Тридцать седьмой год

или Материализация призрака

  Коммунизма призрак по Европе рыскал,
     уходил и вновь маячил в отдаленьи...

     В.Маяковский.
     “Владимир Ильич Ленин”

IX

ПОХОРОНЕН ЛИ ПОСЛЕДНИЙ СОЛДАТ?

     Есть известное выражение: война не закончена, пока не похоронен последний солдат. И историческая эпоха не завершилась, пока из ее опыта не извлечены все существенные уроки.
     И Тридцать Седьмой год, и Большой Террор стали базой огромного числа различных “выводов” и “уроков”. И для нашей страны, и для всего человечества. И для каждого из нас.
     И хотя порой кажется, что все эти уроки уже ясны, но наступает новая эпоха, и, казалось бы, очевидное начинает менять оттенки.
     Вот и сегодня, в свете опыта пятилетней перестройки и десятилетия реформ, многие уроки Тридцать Седьмого года как бы снова актуализировались.

1. Бюрократия становится государственным классом

     Среди главных уроков и Тридцать Седьмого, и Большого Террора — урок о том, как бюрократия становится главным классом общества.
     Во всех прежних социальных системах господствующим классом является тот, кто господствует экономически. Государство — и вся его бюрократическая машина, и сама бюрократия — служит этому классу. Государственный социализм, сосредоточив всю собственность на средства производства в руках государства, сделал хозяином саму бюрократию как представителя государства. Впервые в истории бюрократия стала господствующим классом.
     Поэтому первый вывод: концентрация экономической мощи в руках государства (будь то федеральный центр, регионы или другие структуры) — первое условие для превращения бюрократии в господствующий класс.
     И когда мы слышим о необходимости усилить государство, край, город, какими бы благими целями это ни прикрывали, — всегда надо помнить, что по существу речь идет об усилении базы для господства бюрократии.

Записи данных
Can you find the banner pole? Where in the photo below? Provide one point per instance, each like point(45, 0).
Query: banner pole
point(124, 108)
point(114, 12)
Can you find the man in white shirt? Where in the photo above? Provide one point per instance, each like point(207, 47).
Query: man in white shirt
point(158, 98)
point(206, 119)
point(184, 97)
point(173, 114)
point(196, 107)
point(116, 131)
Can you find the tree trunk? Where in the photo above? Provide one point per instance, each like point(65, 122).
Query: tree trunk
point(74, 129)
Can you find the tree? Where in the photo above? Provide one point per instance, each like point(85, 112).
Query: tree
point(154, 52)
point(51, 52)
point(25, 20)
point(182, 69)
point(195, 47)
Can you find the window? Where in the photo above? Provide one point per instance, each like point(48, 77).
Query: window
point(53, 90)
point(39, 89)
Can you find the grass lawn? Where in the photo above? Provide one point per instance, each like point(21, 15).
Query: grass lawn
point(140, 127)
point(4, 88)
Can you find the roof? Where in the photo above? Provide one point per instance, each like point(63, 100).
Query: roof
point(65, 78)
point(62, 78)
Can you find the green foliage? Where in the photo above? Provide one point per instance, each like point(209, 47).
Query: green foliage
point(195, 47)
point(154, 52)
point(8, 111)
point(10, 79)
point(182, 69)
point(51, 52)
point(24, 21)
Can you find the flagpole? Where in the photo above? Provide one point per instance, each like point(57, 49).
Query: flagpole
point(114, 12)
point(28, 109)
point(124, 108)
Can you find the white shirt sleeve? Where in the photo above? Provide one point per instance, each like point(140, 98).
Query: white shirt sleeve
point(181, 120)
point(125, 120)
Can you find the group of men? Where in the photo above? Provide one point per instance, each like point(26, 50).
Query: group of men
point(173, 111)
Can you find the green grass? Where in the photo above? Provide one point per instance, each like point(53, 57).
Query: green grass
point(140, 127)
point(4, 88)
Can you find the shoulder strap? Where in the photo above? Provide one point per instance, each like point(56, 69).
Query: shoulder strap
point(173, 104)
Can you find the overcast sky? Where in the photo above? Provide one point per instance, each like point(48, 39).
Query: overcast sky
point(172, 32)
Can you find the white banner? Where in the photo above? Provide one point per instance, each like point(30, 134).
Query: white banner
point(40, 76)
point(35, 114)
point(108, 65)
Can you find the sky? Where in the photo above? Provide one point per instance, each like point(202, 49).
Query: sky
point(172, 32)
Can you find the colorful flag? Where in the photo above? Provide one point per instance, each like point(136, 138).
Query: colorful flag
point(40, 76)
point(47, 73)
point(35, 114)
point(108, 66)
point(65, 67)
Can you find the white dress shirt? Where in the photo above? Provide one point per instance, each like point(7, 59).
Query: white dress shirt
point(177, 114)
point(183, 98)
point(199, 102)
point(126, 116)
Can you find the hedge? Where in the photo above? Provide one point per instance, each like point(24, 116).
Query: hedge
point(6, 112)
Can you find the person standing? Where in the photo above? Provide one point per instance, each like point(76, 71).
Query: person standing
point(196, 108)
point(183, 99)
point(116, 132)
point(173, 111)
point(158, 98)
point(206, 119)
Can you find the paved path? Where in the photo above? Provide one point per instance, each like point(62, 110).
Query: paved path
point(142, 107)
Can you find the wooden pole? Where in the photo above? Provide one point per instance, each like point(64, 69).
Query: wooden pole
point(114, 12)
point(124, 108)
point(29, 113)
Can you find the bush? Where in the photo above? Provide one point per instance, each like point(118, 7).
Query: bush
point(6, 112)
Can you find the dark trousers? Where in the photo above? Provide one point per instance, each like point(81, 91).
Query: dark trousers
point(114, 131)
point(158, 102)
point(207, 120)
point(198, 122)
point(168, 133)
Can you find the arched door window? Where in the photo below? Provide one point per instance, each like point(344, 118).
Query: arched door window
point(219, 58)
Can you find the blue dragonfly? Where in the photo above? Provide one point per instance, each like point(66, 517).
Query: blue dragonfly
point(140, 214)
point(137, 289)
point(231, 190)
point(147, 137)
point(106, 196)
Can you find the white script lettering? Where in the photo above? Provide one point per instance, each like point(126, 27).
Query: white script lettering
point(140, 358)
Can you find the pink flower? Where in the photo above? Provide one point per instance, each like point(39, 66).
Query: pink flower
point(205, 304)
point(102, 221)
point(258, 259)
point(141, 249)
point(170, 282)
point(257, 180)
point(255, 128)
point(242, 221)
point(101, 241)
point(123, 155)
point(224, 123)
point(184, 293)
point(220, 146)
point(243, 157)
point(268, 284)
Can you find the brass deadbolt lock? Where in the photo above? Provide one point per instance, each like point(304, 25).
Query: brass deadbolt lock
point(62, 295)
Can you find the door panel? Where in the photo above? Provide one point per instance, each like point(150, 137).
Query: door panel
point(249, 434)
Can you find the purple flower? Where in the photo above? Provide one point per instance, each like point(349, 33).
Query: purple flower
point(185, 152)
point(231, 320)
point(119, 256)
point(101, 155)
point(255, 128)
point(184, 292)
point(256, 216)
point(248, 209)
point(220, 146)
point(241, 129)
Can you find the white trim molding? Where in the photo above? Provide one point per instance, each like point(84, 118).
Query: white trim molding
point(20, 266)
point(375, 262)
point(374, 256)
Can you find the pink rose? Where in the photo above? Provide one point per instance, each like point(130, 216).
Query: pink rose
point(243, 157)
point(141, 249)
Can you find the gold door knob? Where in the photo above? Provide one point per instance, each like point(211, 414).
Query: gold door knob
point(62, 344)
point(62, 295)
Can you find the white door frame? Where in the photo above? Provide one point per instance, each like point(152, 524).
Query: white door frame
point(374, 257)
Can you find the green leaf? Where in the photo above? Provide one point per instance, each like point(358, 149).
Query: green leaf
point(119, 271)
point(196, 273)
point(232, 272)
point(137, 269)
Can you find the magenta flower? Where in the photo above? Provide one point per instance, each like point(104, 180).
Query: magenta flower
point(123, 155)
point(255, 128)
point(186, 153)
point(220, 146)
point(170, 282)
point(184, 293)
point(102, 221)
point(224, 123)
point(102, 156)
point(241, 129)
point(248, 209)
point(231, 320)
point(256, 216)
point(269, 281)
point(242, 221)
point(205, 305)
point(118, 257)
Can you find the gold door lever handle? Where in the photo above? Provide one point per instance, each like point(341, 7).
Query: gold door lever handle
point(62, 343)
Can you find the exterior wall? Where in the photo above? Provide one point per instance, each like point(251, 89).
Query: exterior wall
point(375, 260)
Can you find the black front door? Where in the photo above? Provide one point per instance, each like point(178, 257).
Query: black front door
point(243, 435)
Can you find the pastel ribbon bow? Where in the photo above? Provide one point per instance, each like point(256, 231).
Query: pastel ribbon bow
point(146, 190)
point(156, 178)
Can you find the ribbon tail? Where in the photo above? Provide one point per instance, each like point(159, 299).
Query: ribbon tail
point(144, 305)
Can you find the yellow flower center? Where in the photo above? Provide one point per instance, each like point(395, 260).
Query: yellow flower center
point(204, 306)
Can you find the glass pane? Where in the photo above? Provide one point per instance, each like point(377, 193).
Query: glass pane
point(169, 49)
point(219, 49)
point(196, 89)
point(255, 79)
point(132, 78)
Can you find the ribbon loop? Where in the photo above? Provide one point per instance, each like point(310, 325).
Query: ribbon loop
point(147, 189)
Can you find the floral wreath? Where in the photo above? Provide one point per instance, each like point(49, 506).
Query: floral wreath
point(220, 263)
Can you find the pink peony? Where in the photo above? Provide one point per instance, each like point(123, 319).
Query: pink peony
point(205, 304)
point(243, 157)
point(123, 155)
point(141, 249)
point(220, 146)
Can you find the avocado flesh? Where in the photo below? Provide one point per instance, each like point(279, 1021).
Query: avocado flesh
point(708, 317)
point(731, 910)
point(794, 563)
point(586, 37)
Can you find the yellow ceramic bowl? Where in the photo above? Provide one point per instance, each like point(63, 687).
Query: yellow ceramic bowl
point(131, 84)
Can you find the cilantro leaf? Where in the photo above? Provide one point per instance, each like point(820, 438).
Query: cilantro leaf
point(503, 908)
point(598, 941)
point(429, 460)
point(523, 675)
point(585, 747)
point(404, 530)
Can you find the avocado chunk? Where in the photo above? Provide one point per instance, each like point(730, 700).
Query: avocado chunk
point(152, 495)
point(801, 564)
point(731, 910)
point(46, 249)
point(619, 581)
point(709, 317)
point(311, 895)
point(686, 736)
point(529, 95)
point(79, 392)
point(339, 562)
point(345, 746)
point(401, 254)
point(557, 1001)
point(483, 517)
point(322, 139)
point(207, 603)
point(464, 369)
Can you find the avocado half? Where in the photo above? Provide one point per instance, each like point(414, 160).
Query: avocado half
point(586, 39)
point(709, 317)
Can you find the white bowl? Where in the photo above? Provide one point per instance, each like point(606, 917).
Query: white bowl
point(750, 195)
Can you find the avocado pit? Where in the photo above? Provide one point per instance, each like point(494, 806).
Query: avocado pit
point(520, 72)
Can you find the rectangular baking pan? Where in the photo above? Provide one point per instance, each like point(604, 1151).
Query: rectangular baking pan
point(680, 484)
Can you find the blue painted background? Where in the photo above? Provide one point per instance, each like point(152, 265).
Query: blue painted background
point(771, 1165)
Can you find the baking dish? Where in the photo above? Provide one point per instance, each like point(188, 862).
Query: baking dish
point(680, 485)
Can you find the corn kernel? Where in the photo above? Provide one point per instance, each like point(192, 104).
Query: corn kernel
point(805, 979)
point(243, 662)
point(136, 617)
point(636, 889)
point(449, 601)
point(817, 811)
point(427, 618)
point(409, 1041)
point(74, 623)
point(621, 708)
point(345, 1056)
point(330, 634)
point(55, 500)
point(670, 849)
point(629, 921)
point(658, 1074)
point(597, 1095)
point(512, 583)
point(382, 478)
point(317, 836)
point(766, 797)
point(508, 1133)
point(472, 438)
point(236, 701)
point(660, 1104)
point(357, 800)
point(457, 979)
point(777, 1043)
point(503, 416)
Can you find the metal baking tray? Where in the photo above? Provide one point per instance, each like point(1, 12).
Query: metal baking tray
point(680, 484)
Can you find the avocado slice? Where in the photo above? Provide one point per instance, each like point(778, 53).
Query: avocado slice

→ Задания
1 - Что, по тексту о Тридцать Седьмом годе, призывают усилить в его последнем абзаце? Назовите все.
2 - Ответьте по тексту о Тридцать Седьмом годе:
(a) Какое известное выражение приводится в начале главы?
(b) В свете какого опыта многие уроки Тридцать Седьмого года снова стали актуальными?
(c) Кто, по словам текста, впервые в истории стал господствующим классом?
3 - Продолжите текст о Тридцать Седьмом годе с того места, где он заканчивается.

→ Ответы
1 - Государство, край, город.

2 -
(a) Война не закончена, пока не похоронен последний солдат.
(b) В свете опыта пятилетней перестройки и десятилетия реформ.
(c) Бюрократия.

3 -
     Бюрократия, став господствующим классом, особым образом организует себя как класс. Она организована иерархически, и главная связующая нить — вертикаль власти. Это господство вертикали называют демократическим централизмом.
     В демократическом централизме сохраняются голосования, выборы. Но при этом от демократии всегда остается только “воля большинства” и всегда изымается сердцевина демократии, ее душа — права меньшинства.
     И опять-таки, когда мы слышим о необходимости усилить “вертикаль”, всегда следует помнить, что за этим может скрываться нечто антидемократическое. Это — тоже урок 37-го.
     Бюрократия выделила в своей среде особого рода элитную структуру — партийный аппарат, основная функция которого — руководить и командовать всеми другими отрядами бюрократии, прежде всего по линии подбора и назначения кадров.
     Но партийного аппарата оказалось недостаточно. И в бюрократической системе государственного социализма появилось “государство в государстве” — аппарат политической полиции, механизм явного и тайного контроля за всей бюрократией, открыто использующий вооруженную силу для решения своих задач. Суды и прокуратура оказываются инструментом этой всемогущей полиции.
     Венчает пирамиду режим личной власти. Роль первого лица, лидера класса бюрократии — исключительна. Кем бы он ни был лично: полновластным Хозяином, как Сталин, или первым в сверхузкой лидирующей группе, как Брежнев (эту группу можно называть по-разному — “хунта”, “семья” и т.д.).
     Важнейшая составляющая господствующей бюрократии — идеологизация своей власти. Власть бюрократии прикрывается национальными целями, историческими миссиями, великими идеалами лучшего общества и светлого будущего и т.д., и т.п. Идеология втирается всюду — будь то собственно политика, ядерная физика или генетика, музыка или спорт.
     Казалось бы, превращение бюрократии в господствующий класс должно создать государство невиданной мощи. Но уроки Тридцать Седьмого включают вывод и о том, что, чем более всевластной становится бюрократия, чем больше исчезают любые виды контроля за ней, чем полнее она сводит все только к контролю сама за собой, к самоконтролю, тем больше почвы для процесса вырождения бюрократии.
     Если организация господства бюрократии — первая группа уроков Тридцать Седьмого, то вторая группа уроков касается уже не тех, кто господствует, а тех, над кем господствуют.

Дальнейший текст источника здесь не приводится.